:: WHAT IS EXPECTED ::
Reproduce the records unchanged, from the line with "Where can the pointed" up to and including the line with "<point>181,97</point>".
** begin **
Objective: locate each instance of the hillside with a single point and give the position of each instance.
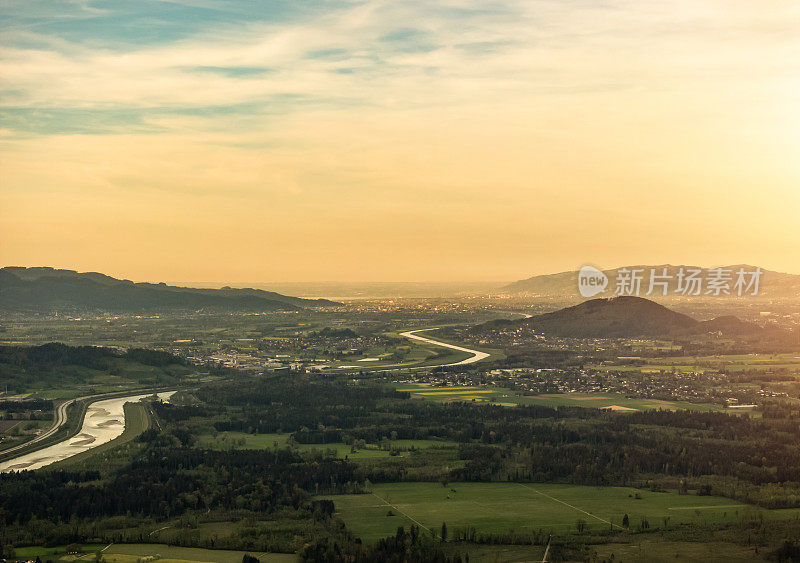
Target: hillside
(622, 317)
(47, 290)
(565, 284)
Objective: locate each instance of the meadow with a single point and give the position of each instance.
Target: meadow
(509, 397)
(242, 440)
(523, 507)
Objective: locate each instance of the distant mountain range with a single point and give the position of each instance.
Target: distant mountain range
(47, 290)
(626, 317)
(565, 284)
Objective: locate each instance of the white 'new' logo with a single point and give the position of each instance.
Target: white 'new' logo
(591, 281)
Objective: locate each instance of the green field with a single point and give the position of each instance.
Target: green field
(522, 507)
(241, 440)
(509, 397)
(130, 553)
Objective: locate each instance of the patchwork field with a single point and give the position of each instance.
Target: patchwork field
(500, 507)
(731, 362)
(508, 397)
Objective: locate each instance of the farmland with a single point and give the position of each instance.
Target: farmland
(523, 507)
(509, 397)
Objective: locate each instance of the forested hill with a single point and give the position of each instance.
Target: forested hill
(47, 290)
(626, 316)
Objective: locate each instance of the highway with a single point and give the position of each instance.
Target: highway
(58, 422)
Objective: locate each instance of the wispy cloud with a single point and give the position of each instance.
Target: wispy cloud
(540, 109)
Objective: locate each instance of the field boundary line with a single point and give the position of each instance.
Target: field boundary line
(569, 505)
(401, 512)
(706, 507)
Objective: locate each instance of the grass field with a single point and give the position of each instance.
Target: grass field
(241, 440)
(500, 507)
(508, 397)
(130, 553)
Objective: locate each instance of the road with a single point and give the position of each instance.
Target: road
(60, 420)
(104, 421)
(477, 356)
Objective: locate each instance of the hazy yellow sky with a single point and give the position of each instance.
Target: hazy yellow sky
(435, 141)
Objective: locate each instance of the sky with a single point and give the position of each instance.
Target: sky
(254, 141)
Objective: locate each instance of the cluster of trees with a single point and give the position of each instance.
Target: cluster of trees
(55, 365)
(270, 492)
(526, 443)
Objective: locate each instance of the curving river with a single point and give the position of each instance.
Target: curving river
(104, 421)
(477, 355)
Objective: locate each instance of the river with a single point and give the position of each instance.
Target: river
(104, 421)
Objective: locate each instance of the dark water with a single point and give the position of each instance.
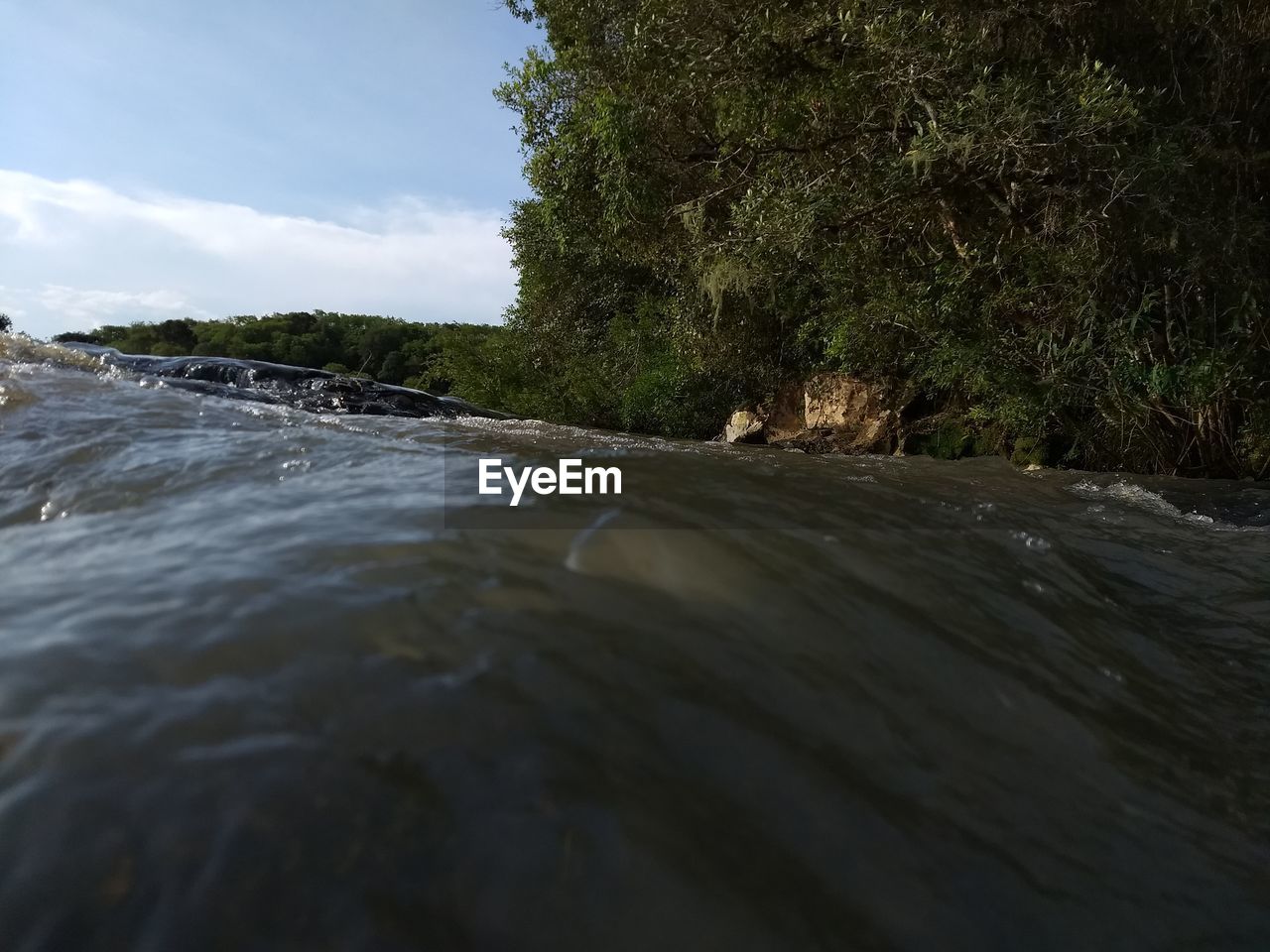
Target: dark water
(258, 693)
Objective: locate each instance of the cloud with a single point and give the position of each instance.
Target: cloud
(79, 253)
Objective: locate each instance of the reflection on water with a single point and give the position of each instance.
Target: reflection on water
(255, 694)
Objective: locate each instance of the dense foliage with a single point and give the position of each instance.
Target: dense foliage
(388, 349)
(1049, 216)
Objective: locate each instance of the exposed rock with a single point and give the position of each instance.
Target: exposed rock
(743, 426)
(826, 413)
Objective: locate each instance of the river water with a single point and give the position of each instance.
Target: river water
(267, 684)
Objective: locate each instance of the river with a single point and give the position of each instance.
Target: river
(272, 679)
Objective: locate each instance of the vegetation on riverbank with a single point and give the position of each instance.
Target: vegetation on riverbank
(1048, 216)
(388, 349)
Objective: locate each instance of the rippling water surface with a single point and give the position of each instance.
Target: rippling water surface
(258, 693)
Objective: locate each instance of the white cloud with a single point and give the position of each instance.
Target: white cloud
(79, 253)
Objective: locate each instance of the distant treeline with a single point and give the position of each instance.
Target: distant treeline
(422, 356)
(1051, 217)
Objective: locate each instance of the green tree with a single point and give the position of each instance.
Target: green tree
(1049, 216)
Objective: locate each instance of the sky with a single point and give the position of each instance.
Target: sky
(166, 159)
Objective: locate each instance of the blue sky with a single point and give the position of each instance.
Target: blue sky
(166, 158)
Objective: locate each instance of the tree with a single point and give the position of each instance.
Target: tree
(1049, 216)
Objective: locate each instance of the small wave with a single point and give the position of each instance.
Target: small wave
(1143, 499)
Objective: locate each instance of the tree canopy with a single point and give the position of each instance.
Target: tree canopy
(1049, 216)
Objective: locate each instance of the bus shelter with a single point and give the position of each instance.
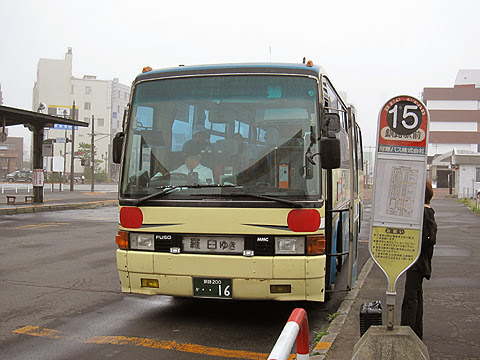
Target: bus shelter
(36, 122)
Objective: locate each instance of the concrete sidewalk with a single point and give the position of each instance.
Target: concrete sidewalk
(80, 198)
(451, 298)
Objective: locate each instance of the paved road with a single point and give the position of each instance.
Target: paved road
(61, 300)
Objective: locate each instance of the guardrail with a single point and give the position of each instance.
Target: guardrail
(295, 329)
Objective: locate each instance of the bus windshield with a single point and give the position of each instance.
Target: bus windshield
(225, 132)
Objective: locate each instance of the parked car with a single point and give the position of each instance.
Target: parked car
(20, 175)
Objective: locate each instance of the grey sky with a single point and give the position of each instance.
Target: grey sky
(372, 50)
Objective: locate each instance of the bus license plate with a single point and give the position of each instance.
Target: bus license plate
(212, 288)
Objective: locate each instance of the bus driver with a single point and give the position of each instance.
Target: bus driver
(192, 165)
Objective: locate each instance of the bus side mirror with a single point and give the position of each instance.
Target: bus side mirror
(330, 149)
(117, 146)
(330, 153)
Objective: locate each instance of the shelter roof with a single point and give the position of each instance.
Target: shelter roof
(13, 116)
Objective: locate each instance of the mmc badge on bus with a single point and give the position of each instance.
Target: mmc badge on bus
(212, 288)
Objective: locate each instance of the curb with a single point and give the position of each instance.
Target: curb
(321, 349)
(57, 207)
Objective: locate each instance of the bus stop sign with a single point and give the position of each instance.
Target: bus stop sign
(399, 188)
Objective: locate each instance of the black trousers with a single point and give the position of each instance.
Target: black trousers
(412, 306)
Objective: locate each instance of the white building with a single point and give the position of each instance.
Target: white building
(454, 126)
(105, 100)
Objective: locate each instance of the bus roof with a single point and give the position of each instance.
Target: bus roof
(240, 68)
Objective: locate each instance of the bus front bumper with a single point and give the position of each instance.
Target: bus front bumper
(283, 278)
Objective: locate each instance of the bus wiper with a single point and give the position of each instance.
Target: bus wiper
(257, 196)
(166, 190)
(169, 188)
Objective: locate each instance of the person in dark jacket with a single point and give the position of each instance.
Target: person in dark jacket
(412, 306)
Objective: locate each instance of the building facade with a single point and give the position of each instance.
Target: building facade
(454, 126)
(103, 101)
(11, 155)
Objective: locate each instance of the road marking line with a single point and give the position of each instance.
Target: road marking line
(36, 331)
(35, 226)
(323, 346)
(150, 343)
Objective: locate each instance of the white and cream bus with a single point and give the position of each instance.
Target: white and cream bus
(239, 181)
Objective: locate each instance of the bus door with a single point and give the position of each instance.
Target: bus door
(354, 208)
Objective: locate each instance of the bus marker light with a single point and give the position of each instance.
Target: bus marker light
(122, 240)
(316, 245)
(150, 283)
(303, 220)
(131, 217)
(280, 289)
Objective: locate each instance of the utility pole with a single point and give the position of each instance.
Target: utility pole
(72, 157)
(92, 164)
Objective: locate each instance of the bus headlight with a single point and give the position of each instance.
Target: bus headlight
(294, 245)
(140, 241)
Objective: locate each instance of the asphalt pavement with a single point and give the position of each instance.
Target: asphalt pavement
(451, 297)
(104, 194)
(451, 319)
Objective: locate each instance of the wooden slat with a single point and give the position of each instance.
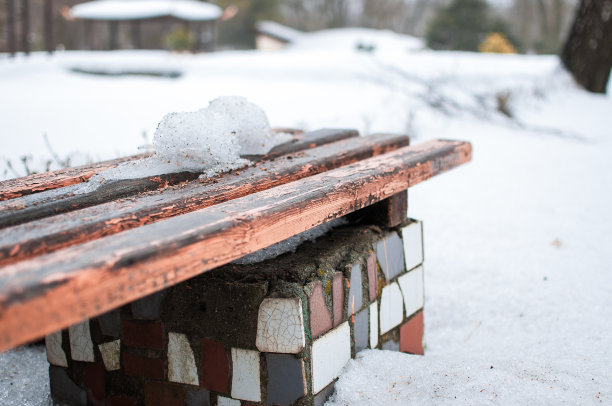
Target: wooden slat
(52, 202)
(13, 188)
(52, 233)
(51, 292)
(312, 139)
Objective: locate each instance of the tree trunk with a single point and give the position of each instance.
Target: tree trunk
(588, 50)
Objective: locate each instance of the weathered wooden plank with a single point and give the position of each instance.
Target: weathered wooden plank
(13, 188)
(51, 292)
(52, 202)
(312, 139)
(390, 212)
(56, 232)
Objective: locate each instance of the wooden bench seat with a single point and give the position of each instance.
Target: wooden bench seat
(65, 257)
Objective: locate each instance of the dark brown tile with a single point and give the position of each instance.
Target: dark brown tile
(136, 365)
(164, 394)
(411, 335)
(338, 298)
(143, 334)
(94, 379)
(286, 381)
(214, 371)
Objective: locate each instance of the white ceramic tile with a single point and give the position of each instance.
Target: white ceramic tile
(81, 346)
(111, 352)
(391, 307)
(245, 376)
(181, 362)
(411, 285)
(280, 326)
(223, 401)
(55, 352)
(330, 353)
(412, 235)
(374, 325)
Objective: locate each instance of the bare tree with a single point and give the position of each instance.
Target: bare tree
(588, 49)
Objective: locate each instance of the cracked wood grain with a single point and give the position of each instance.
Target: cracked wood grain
(44, 294)
(62, 200)
(13, 188)
(53, 233)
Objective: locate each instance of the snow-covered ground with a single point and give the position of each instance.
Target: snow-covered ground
(518, 258)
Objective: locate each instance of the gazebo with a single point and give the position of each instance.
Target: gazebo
(204, 15)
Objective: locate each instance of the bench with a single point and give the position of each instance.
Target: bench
(69, 258)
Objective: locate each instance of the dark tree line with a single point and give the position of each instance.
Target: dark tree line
(588, 49)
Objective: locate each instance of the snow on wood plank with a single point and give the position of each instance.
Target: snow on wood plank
(13, 188)
(45, 294)
(75, 227)
(53, 202)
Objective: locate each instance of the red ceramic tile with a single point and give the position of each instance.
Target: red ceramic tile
(338, 297)
(372, 277)
(136, 365)
(214, 371)
(164, 394)
(411, 335)
(121, 400)
(143, 334)
(94, 379)
(320, 319)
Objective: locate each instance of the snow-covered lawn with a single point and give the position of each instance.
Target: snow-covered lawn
(518, 243)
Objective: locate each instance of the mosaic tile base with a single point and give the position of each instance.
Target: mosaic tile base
(277, 332)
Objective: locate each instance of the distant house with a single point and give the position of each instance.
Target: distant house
(197, 18)
(270, 35)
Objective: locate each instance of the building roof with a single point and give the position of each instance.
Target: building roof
(144, 9)
(278, 31)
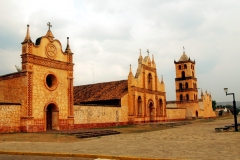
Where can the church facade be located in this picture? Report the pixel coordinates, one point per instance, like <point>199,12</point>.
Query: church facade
<point>187,102</point>
<point>41,95</point>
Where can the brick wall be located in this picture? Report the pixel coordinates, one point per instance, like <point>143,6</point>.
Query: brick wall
<point>176,114</point>
<point>101,114</point>
<point>10,117</point>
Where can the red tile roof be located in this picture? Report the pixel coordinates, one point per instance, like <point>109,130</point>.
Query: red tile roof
<point>100,91</point>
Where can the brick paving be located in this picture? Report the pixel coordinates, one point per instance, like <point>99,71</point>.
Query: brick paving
<point>192,141</point>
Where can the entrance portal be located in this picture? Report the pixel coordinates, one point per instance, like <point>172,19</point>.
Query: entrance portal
<point>52,117</point>
<point>151,112</point>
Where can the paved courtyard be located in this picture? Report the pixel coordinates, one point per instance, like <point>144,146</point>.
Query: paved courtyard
<point>193,141</point>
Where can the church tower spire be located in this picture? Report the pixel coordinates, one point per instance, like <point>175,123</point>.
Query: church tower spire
<point>49,33</point>
<point>68,50</point>
<point>27,38</point>
<point>185,81</point>
<point>162,79</point>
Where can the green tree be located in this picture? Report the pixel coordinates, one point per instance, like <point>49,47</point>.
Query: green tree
<point>214,103</point>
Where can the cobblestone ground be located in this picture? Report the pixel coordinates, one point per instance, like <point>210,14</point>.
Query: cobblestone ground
<point>193,141</point>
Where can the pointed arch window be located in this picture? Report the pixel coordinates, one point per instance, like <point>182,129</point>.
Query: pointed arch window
<point>185,66</point>
<point>183,74</point>
<point>180,86</point>
<point>186,85</point>
<point>161,107</point>
<point>150,81</point>
<point>179,67</point>
<point>139,105</point>
<point>181,97</point>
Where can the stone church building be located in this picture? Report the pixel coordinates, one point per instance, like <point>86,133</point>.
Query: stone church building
<point>41,95</point>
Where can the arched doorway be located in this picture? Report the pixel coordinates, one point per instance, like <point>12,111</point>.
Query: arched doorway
<point>151,111</point>
<point>52,116</point>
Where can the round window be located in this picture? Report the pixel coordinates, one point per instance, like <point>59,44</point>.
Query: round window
<point>51,81</point>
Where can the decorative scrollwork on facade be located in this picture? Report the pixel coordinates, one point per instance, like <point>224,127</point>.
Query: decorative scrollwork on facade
<point>51,51</point>
<point>149,68</point>
<point>143,90</point>
<point>46,62</point>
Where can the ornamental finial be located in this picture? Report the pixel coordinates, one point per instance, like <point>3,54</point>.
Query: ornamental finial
<point>49,25</point>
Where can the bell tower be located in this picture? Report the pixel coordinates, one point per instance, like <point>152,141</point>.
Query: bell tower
<point>186,81</point>
<point>49,93</point>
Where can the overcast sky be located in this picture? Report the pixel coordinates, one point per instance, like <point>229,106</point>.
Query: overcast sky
<point>106,35</point>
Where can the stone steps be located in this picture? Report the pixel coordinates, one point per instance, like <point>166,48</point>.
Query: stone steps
<point>90,134</point>
<point>227,128</point>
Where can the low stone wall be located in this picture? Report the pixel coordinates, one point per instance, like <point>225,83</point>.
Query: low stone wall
<point>10,117</point>
<point>176,113</point>
<point>99,116</point>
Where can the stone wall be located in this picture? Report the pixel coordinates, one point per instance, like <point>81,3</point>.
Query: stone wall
<point>42,96</point>
<point>98,116</point>
<point>176,114</point>
<point>10,117</point>
<point>13,89</point>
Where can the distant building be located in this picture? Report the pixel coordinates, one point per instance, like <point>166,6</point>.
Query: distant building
<point>187,92</point>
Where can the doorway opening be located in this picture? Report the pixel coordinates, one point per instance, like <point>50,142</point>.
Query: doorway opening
<point>151,112</point>
<point>52,115</point>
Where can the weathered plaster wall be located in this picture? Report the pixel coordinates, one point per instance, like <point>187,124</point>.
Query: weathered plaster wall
<point>101,114</point>
<point>176,114</point>
<point>42,95</point>
<point>13,88</point>
<point>10,118</point>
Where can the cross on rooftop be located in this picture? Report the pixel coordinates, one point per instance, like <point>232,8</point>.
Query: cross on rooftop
<point>49,25</point>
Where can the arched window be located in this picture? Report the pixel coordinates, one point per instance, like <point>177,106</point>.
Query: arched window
<point>185,66</point>
<point>181,98</point>
<point>139,106</point>
<point>160,107</point>
<point>149,81</point>
<point>186,85</point>
<point>183,74</point>
<point>180,85</point>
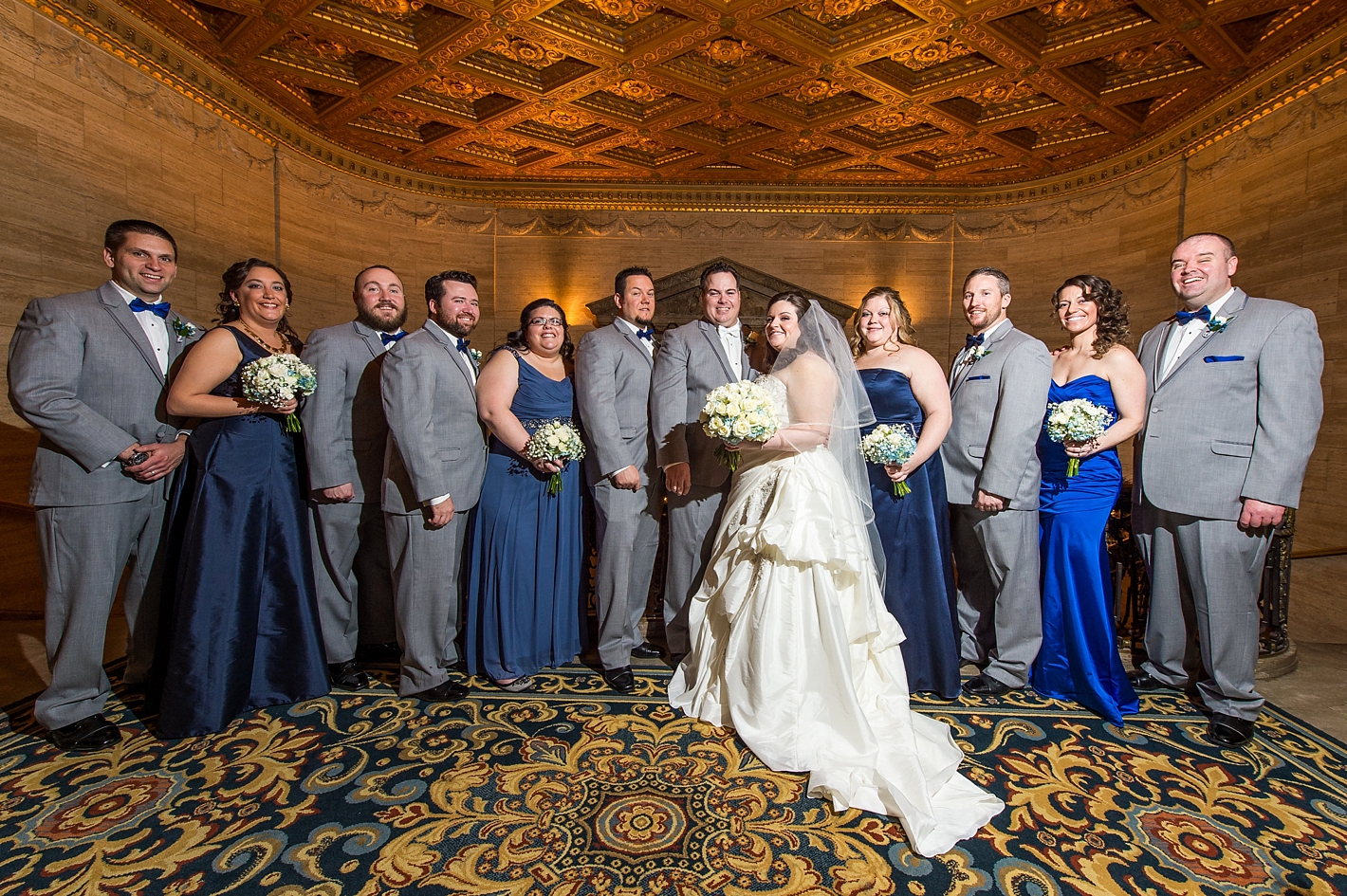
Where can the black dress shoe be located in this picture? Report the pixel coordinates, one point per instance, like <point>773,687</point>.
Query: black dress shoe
<point>619,679</point>
<point>443,693</point>
<point>1228,730</point>
<point>348,675</point>
<point>1144,681</point>
<point>89,733</point>
<point>985,686</point>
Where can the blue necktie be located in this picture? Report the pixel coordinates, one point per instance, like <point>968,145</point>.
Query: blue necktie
<point>157,307</point>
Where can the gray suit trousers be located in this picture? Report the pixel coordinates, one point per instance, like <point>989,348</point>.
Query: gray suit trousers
<point>694,521</point>
<point>1205,579</point>
<point>83,551</point>
<point>427,598</point>
<point>355,584</point>
<point>1000,607</point>
<point>628,534</point>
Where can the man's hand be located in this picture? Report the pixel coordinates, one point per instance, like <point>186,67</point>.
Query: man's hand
<point>340,493</point>
<point>439,515</point>
<point>628,479</point>
<point>163,460</point>
<point>677,479</point>
<point>988,503</point>
<point>1257,515</point>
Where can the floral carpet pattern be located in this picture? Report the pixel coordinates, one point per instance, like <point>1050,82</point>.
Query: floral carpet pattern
<point>576,790</point>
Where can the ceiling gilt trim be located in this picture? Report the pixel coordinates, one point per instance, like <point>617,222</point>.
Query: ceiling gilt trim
<point>798,149</point>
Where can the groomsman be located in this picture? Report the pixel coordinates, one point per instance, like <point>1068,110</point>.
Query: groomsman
<point>692,361</point>
<point>88,371</point>
<point>345,435</point>
<point>613,370</point>
<point>433,477</point>
<point>1233,409</point>
<point>998,388</point>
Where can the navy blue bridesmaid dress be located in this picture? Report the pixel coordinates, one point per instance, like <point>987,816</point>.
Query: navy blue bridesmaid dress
<point>525,585</point>
<point>1079,655</point>
<point>914,533</point>
<point>240,605</point>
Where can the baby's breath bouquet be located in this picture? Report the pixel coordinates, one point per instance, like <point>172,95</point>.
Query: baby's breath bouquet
<point>555,441</point>
<point>278,379</point>
<point>891,444</point>
<point>1077,421</point>
<point>738,412</point>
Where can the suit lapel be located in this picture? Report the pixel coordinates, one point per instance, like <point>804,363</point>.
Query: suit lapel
<point>125,319</point>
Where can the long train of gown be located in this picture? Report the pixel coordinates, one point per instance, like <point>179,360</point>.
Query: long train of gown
** end **
:: WRITTEN REPLY ::
Where can the pointed arch window be located in this picture? Report the pixel coordinates, one point per instance, like <point>182,129</point>.
Query: pointed arch window
<point>185,66</point>
<point>183,74</point>
<point>180,86</point>
<point>186,85</point>
<point>161,107</point>
<point>150,81</point>
<point>179,67</point>
<point>139,105</point>
<point>181,97</point>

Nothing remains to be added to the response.